Instruções e requisitos: Copie todas as linhas do material abaixo, sem pular nenhuma, e some 100 a cada valor de x e de y que aparece entre parênteses. Deixe as imagens de fora.

+--

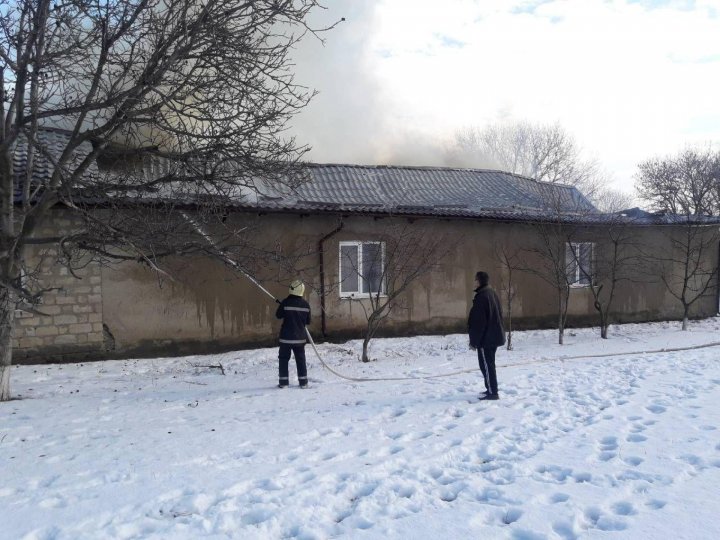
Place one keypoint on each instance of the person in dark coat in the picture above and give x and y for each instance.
(295, 314)
(486, 331)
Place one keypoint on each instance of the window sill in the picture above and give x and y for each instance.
(360, 296)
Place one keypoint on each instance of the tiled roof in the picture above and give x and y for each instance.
(51, 144)
(427, 191)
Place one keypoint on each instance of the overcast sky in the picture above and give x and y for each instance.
(628, 79)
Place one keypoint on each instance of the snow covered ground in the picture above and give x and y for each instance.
(623, 446)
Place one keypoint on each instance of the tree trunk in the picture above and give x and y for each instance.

+--

Resposta ao exercício:
Place one keypoint on each instance of the person in dark coat in the picture above and give x and y for each instance.
(395, 414)
(586, 431)
Place one keypoint on each instance of the window sill in the picture above and give x and y for each instance.
(460, 396)
Place one keypoint on each instance of the tiled roof in the picture above and give x and y for each instance.
(151, 244)
(527, 291)
Place one keypoint on each instance of the overcast sky in the picture above and give x and y for each instance.
(728, 179)
Place one keypoint on each instance of the snow covered ground in the picture above and give x and y for each instance.
(723, 546)
Place one keypoint on each instance of the tree trunk in the picture above and give x and y for each instance.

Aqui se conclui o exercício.